**Passage**

What this translates to on the ground, adds Dr. Hicks, director of fish and wildlife resources for the Plum Creek Timber Company, is three things: "green tree retention," or leaving behind trees of each species present before a timber harvest rather than clear-cutting everything; leaving standing dead trees, which support more than 60 species of wildlife in this region; and leaving what forest ecologists call "coarse woody debris" on the ground to provide habitat and soil nutrients.

Neil Sampson, a forest ecology expert for the conservation group American Forests, uses the phrase "light-handed manipulation" to describe this approach.

"What most people are trying to accomplish with ecosystem management is to focus as much on the processes and functions and structures that keep the [forest] system functional as they are on the outcome and the products," he says. "The forester that goes in with a production approach concentrates on what he takes out. The forester that goes in with an ecosystem management approach concentrates on what he leaves behind."

Five years ago, Plum Creek had a reputation for intensively managing its land with a lot of clear-cutting. "We were in that regime in the 1980s, and it got us in a lot of trouble," concedes Charles Grenier, executive vice president of the Seattle-based company that owns more than 2 million forested acres in Washington, Idaho, and Montana.

In a highly critical article in the Wall Street Journal, former congressman Rod Chandler (R) of Washington called Plum Creek "the Darth Vader" of the industry in his state. Environmentalists had even less-flattering things to say.

It was about this time that Jerry Franklin, University of Washington professor of ecosystem analysis, was developing the ideas that have come to be known as new forestry, or what he called "a kinder, gentler forestry." (Several years later Dr. Franklin would present those ideas to President Clinton, Vice President Gore, and much of the White House cabinet at the 1993 "timber summit" in Portland, Oregon.)

Franklin began advising Plum Creek as the company developed a program it calls "environmental forestry." This includes selective logging, buffers along streams to protect water quality and fish habitat, minimizing soil disturbance during timber harvest, and being sensitive to the aesthetic value of forests near communities and along highways.

**Records provided**

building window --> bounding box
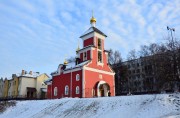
[76,74,80,81]
[64,85,69,95]
[98,51,102,63]
[83,52,87,61]
[76,86,79,94]
[98,39,102,50]
[54,87,57,96]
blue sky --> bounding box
[0,0,180,77]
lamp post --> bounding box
[167,26,180,90]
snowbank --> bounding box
[0,94,180,118]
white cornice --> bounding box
[84,67,115,75]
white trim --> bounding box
[54,87,58,96]
[64,85,69,95]
[84,67,115,75]
[83,50,88,61]
[94,32,106,40]
[81,32,94,41]
[81,31,106,41]
[78,46,95,53]
[113,76,116,96]
[63,67,81,74]
[97,81,108,97]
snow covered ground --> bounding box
[0,93,180,118]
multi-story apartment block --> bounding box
[113,56,180,95]
[0,70,49,98]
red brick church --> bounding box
[46,16,115,99]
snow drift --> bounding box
[0,93,180,118]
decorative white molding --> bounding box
[82,66,85,98]
[63,67,82,74]
[84,67,115,75]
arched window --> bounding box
[76,74,80,81]
[64,85,69,95]
[54,87,57,96]
[76,86,79,94]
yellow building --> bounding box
[0,70,49,98]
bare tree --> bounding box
[108,49,122,65]
[127,49,137,60]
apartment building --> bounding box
[0,70,49,98]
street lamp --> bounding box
[167,26,180,91]
[167,26,175,51]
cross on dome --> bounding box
[90,11,96,27]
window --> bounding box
[54,87,57,96]
[76,74,80,81]
[76,86,79,94]
[64,85,69,95]
[98,39,102,50]
[83,52,87,61]
[98,51,102,63]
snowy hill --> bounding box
[0,93,180,118]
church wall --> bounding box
[52,70,82,98]
[85,70,115,97]
[83,37,93,47]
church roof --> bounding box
[64,60,89,71]
[80,27,107,38]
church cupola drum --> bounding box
[46,15,115,99]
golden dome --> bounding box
[64,59,68,65]
[76,46,80,51]
[90,16,96,23]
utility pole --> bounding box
[167,26,180,90]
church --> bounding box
[46,16,115,99]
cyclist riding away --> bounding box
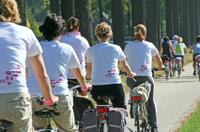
[124,24,162,132]
[28,13,88,132]
[192,35,200,75]
[160,36,174,76]
[0,0,58,132]
[174,37,187,71]
[60,17,90,87]
[86,22,134,108]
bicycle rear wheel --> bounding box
[134,105,140,132]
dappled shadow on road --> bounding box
[156,76,198,83]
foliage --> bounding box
[179,104,200,132]
[27,0,50,37]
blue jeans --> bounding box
[126,76,157,128]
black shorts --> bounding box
[90,84,125,108]
[192,54,200,62]
[174,55,184,60]
[161,54,172,62]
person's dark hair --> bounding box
[67,17,80,32]
[196,35,200,42]
[39,13,66,41]
[163,36,169,41]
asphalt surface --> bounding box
[126,64,200,132]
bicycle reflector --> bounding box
[131,96,142,102]
[97,106,109,113]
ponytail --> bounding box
[134,24,147,41]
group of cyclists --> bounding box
[160,35,187,77]
[0,0,200,132]
[160,32,200,76]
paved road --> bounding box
[127,64,200,132]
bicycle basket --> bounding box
[130,82,151,103]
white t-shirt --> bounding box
[124,40,159,76]
[28,41,80,95]
[0,22,42,93]
[86,42,126,85]
[61,32,90,79]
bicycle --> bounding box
[69,80,95,132]
[172,56,182,78]
[129,82,151,132]
[195,55,200,81]
[162,55,170,80]
[97,95,113,132]
[0,119,13,132]
[34,98,60,132]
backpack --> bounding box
[176,43,184,54]
[82,109,98,132]
[108,108,128,132]
[194,43,200,54]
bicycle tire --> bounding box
[135,105,140,132]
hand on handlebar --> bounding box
[80,84,92,96]
[42,95,58,107]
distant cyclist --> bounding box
[0,0,58,132]
[160,36,174,76]
[171,35,179,49]
[174,37,187,71]
[86,22,134,108]
[192,35,200,75]
[28,13,88,132]
[124,24,162,132]
[60,17,90,87]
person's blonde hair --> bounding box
[95,22,112,39]
[133,24,147,41]
[0,0,21,23]
[178,37,183,43]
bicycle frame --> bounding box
[164,60,169,80]
[97,95,112,132]
[195,55,200,81]
[0,120,13,132]
[173,57,182,77]
[130,83,150,132]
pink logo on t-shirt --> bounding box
[0,65,22,85]
[50,74,63,88]
[138,65,147,72]
[105,67,116,77]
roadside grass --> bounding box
[121,53,192,93]
[153,53,192,78]
[176,103,200,132]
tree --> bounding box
[50,0,60,15]
[17,0,27,26]
[61,0,75,20]
[97,0,104,22]
[182,0,191,45]
[166,0,174,37]
[132,0,145,26]
[147,0,160,47]
[75,0,93,43]
[112,0,125,48]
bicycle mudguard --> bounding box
[82,109,98,132]
[108,108,128,132]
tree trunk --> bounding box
[112,0,125,49]
[147,0,159,47]
[97,0,103,22]
[166,0,174,37]
[17,0,27,26]
[61,0,74,20]
[50,0,60,15]
[132,0,145,26]
[182,0,191,45]
[75,0,93,44]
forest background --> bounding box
[17,0,200,48]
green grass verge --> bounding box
[177,104,200,132]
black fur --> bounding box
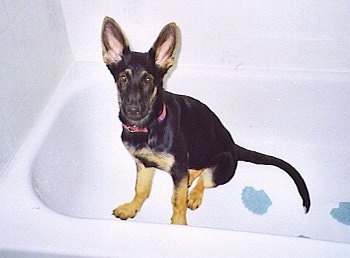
[102,18,310,223]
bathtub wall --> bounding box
[61,0,350,71]
[0,0,73,176]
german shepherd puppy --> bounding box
[101,17,310,224]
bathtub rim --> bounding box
[0,64,350,257]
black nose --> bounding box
[126,105,141,117]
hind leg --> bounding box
[187,152,237,210]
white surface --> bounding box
[61,0,350,71]
[0,63,350,257]
[0,0,73,176]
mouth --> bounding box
[121,105,148,126]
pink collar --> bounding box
[123,103,166,133]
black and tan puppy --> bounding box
[102,17,310,224]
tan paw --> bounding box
[113,202,138,220]
[187,189,203,210]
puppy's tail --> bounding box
[236,145,310,213]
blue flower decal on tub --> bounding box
[242,186,272,215]
[331,202,350,225]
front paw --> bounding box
[113,202,138,220]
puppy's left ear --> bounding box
[101,17,130,65]
[150,23,178,70]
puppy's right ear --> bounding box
[101,17,130,65]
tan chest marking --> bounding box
[131,148,175,172]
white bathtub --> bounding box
[0,63,350,257]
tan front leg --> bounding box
[171,177,188,225]
[187,176,205,210]
[113,162,155,219]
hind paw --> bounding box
[113,203,138,220]
[187,189,203,210]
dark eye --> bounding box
[118,74,128,83]
[143,76,153,84]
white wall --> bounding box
[0,0,72,176]
[61,0,350,71]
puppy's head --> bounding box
[101,17,177,127]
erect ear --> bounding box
[151,23,178,69]
[101,17,129,65]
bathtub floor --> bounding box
[32,63,350,243]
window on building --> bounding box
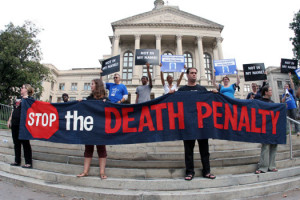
[163,51,174,80]
[71,83,77,91]
[203,53,212,81]
[122,51,133,84]
[183,52,193,68]
[51,81,54,90]
[59,83,65,90]
[83,83,91,91]
[277,81,283,90]
[244,84,250,92]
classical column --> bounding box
[113,35,120,56]
[176,35,182,55]
[217,37,223,60]
[153,35,161,84]
[132,34,143,84]
[197,36,206,79]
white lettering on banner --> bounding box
[65,110,94,131]
[28,112,56,127]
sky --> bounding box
[0,0,300,70]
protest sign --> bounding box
[101,55,120,76]
[280,58,298,74]
[19,91,286,145]
[135,49,159,65]
[160,55,185,72]
[214,59,237,76]
[243,63,267,81]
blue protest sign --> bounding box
[295,68,300,79]
[214,59,237,76]
[161,55,185,72]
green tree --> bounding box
[0,21,50,103]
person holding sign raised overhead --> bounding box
[135,63,152,103]
[159,63,186,94]
[282,72,300,135]
[100,73,128,103]
[77,79,109,179]
[178,67,217,181]
[255,85,278,174]
[213,69,240,98]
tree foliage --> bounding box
[290,10,300,60]
[0,21,50,103]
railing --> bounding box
[0,103,12,126]
[286,117,300,159]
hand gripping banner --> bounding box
[19,91,286,145]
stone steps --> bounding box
[0,163,300,200]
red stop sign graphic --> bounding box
[26,101,59,139]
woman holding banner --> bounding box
[255,85,278,174]
[159,63,186,94]
[7,84,34,168]
[77,79,108,179]
[213,69,240,98]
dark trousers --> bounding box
[183,139,210,176]
[11,126,32,165]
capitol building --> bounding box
[40,0,289,103]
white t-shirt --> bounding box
[164,83,178,94]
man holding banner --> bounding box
[178,68,216,181]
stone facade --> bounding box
[40,0,288,103]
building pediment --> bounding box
[112,6,223,31]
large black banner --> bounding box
[101,55,120,76]
[280,58,298,74]
[20,91,286,145]
[243,63,267,81]
[135,49,159,65]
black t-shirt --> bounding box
[178,84,207,92]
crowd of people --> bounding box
[7,63,300,181]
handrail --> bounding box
[286,116,300,160]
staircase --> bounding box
[0,130,300,200]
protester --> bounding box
[178,68,216,181]
[282,72,300,135]
[135,63,152,103]
[77,79,109,179]
[100,73,128,103]
[213,69,240,98]
[61,93,69,103]
[159,64,186,94]
[7,84,34,168]
[255,86,278,174]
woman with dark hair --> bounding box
[255,85,278,174]
[77,79,108,179]
[7,84,34,168]
[213,70,240,98]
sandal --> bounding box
[269,168,278,172]
[77,172,89,177]
[184,174,194,181]
[255,170,265,174]
[203,173,216,179]
[10,162,21,166]
[100,174,107,179]
[22,164,32,169]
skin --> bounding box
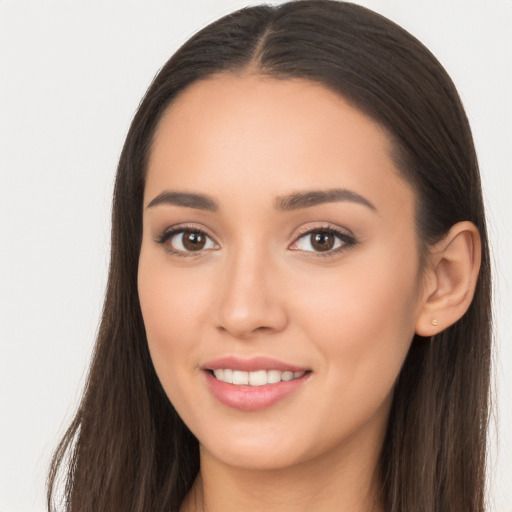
[138,74,478,512]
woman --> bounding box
[49,1,490,511]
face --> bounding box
[138,75,422,468]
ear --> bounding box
[416,222,482,336]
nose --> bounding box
[217,251,288,339]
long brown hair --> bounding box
[48,0,491,512]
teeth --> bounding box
[213,368,305,386]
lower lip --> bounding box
[205,371,310,411]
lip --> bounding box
[201,356,309,372]
[202,356,311,411]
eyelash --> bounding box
[155,225,358,258]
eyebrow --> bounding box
[146,190,219,212]
[275,188,377,212]
[147,188,377,212]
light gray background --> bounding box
[0,0,512,512]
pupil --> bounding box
[183,231,206,251]
[311,232,334,251]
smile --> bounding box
[213,368,306,386]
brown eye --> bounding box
[309,231,336,251]
[290,228,356,255]
[178,231,206,251]
[162,229,218,255]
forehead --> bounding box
[146,74,412,216]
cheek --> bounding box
[138,252,209,388]
[296,253,418,407]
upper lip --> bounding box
[202,356,308,372]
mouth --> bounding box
[202,356,313,411]
[207,368,311,387]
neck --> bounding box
[181,430,383,512]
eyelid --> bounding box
[288,223,358,257]
[154,224,220,257]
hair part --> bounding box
[48,0,491,512]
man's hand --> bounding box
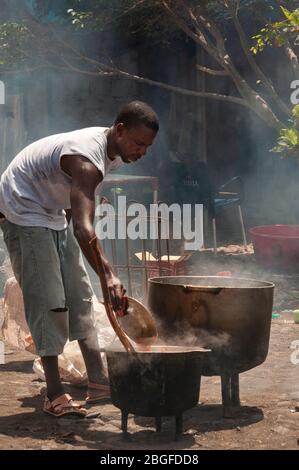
[107,275,126,312]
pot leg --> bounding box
[155,416,162,432]
[121,410,129,439]
[221,373,232,418]
[198,375,202,405]
[175,414,183,440]
[231,373,241,406]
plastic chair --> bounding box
[164,162,247,255]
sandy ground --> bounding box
[0,250,299,450]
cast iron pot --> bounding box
[148,276,274,375]
[106,346,209,417]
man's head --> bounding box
[113,101,159,163]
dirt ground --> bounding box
[0,255,299,450]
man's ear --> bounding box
[115,122,125,137]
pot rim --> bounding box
[148,276,275,290]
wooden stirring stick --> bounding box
[89,237,135,352]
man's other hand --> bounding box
[107,276,126,312]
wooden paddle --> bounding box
[89,237,135,352]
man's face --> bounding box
[116,123,157,163]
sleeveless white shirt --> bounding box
[0,127,122,230]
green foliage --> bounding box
[0,22,32,65]
[251,7,299,54]
[271,105,299,162]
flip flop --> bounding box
[43,393,87,418]
[85,382,111,404]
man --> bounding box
[0,101,159,416]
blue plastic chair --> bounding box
[164,161,247,255]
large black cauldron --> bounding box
[106,346,208,435]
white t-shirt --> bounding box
[0,127,122,230]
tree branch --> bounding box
[285,43,299,79]
[196,64,229,77]
[233,11,291,116]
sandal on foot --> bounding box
[85,382,111,404]
[43,393,87,418]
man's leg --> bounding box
[1,220,68,400]
[61,227,109,396]
[41,356,65,401]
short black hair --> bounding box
[114,101,159,132]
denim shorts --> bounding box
[0,219,93,356]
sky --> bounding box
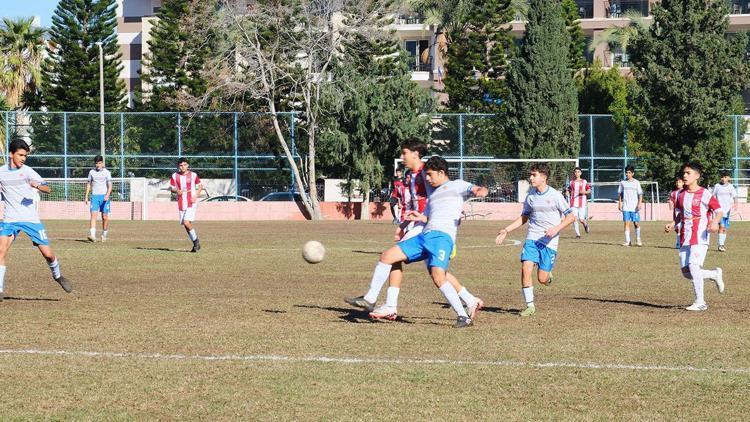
[0,0,59,28]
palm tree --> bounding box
[0,18,46,108]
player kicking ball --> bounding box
[664,163,724,312]
[0,139,73,300]
[495,163,576,317]
[84,155,112,242]
[169,158,203,252]
[358,157,488,328]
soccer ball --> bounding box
[302,240,326,264]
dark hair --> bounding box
[529,163,549,179]
[401,139,427,158]
[682,161,703,175]
[8,138,31,154]
[424,155,448,174]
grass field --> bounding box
[0,221,750,420]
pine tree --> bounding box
[629,0,750,183]
[42,0,125,111]
[505,0,580,158]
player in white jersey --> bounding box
[84,155,112,242]
[169,158,203,252]
[360,156,488,328]
[0,139,73,300]
[567,167,591,239]
[495,163,576,317]
[664,163,724,311]
[713,171,737,252]
[617,166,643,246]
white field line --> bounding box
[0,349,750,374]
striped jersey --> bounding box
[675,188,722,246]
[169,170,201,211]
[89,169,112,195]
[568,179,591,208]
[0,164,47,223]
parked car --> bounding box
[201,195,250,202]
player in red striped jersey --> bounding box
[664,163,724,311]
[169,158,203,252]
[567,167,591,239]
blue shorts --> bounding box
[398,230,453,271]
[622,211,641,223]
[0,223,49,246]
[90,195,109,214]
[521,240,557,272]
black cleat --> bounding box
[55,276,73,293]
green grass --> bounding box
[0,221,750,420]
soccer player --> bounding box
[567,167,591,239]
[362,156,488,328]
[713,171,738,252]
[617,166,643,246]
[0,139,73,300]
[667,177,685,249]
[664,163,724,311]
[84,155,112,242]
[169,158,203,252]
[495,163,576,317]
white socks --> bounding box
[49,258,60,280]
[440,281,468,318]
[365,261,394,303]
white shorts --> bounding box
[680,245,708,268]
[180,205,198,224]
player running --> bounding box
[617,166,643,246]
[567,167,591,239]
[664,163,724,311]
[0,139,73,300]
[713,171,738,252]
[169,158,203,252]
[495,163,576,317]
[84,155,112,242]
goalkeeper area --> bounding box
[0,219,750,420]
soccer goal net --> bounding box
[395,157,578,202]
[37,177,150,220]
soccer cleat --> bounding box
[344,296,375,312]
[55,276,73,293]
[521,304,536,317]
[466,298,484,321]
[685,303,708,312]
[453,315,474,328]
[370,305,398,321]
[714,267,724,293]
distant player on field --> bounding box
[84,155,112,242]
[169,158,203,252]
[567,167,591,239]
[495,163,576,317]
[356,157,488,328]
[713,171,738,252]
[0,139,73,300]
[664,163,724,311]
[617,166,643,246]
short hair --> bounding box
[401,138,427,158]
[424,155,448,174]
[529,163,549,179]
[8,138,31,154]
[682,161,703,174]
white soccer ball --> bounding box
[302,240,326,264]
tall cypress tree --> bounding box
[505,0,580,158]
[42,0,125,111]
[628,0,750,184]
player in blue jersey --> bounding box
[84,155,112,242]
[362,156,488,328]
[495,163,576,317]
[0,139,73,300]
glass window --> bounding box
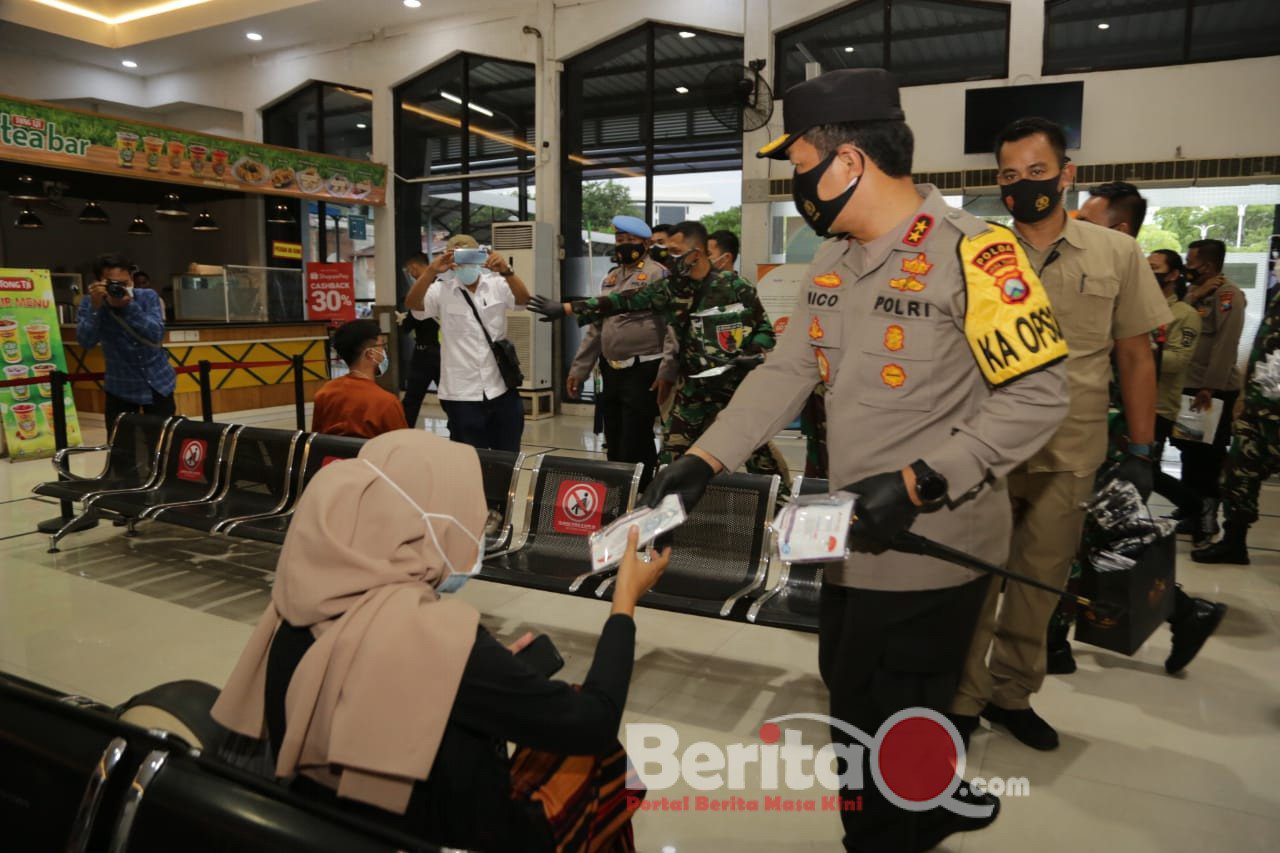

**Requirements**
1. Echo the passage on Plum Creek's forestry practices, starting with "What this translates" and going on through "describe this approach.".
2. Carry on the passage about Plum Creek's environmental forestry from where it stops.

**In response**
1.
What this translates to on the ground, adds Dr. Hicks, director of fish and wildlife resources for the Plum Creek Timber Company, is three things: "green tree retention," or leaving behind trees of each species present before a timber harvest rather than clear-cutting everything; leaving standing dead trees, which support more than 60 species of wildlife in this region; and leaving what forest ecologists call "coarse woody debris" on the ground to provide habitat and soil nutrients.

Neil Sampson, a forest ecology expert for the conservation group American Forests, uses the phrase "light-handed manipulation" to describe this approach.

2.
Touring Plum Creek land in the Swan River Valley less than 100 miles south of the United States-Canadian border, William Parson, the company's director of operations for the Rocky Mountain region, points out a 162-acre site that was selectively logged last winter. Helicopters were used to hoist logs out so that a sensitive riparian zone would not be damaged.

This is not to say that big timber companies have sworn off clear-cutting. But this traditional logging practice, which leaves a forest looking like a bombed-out war zone, is used less often these days. Plum Creek officials say it's down to about 15 percent of their overall operations in the northwest, less than 10 percent in the Rockies.

Plum Creek has also been recognized for working to head off what US Interior Secretary Bruce Babbitt calls "train wrecks" over endangered species. Earlier this year, the company worked out an agreement with the Montana Department of State Lands, the US Forest Service, and the US Fish and Wildlife Service to provide "linkage zones" for grizzly bears, which are on the endangered species list. This allows bears to move through the Swan Valley between wilderness areas by limiting commercial harvest of timber, protecting stream banks, and closing backwoods roads on Plum Creek land.

The goal is to reduce bear-human encounters, most of which come not from the logging operations themselves but from the roads cut into logging sites. Such roads open backwoods areas to hunters, hikers, and others - some of whom may want to shoot grizzlies for sport or profit.

"For many people, road closures are like taking away their backyard," Mr. Grenier says. "They've hunted and fished there for years."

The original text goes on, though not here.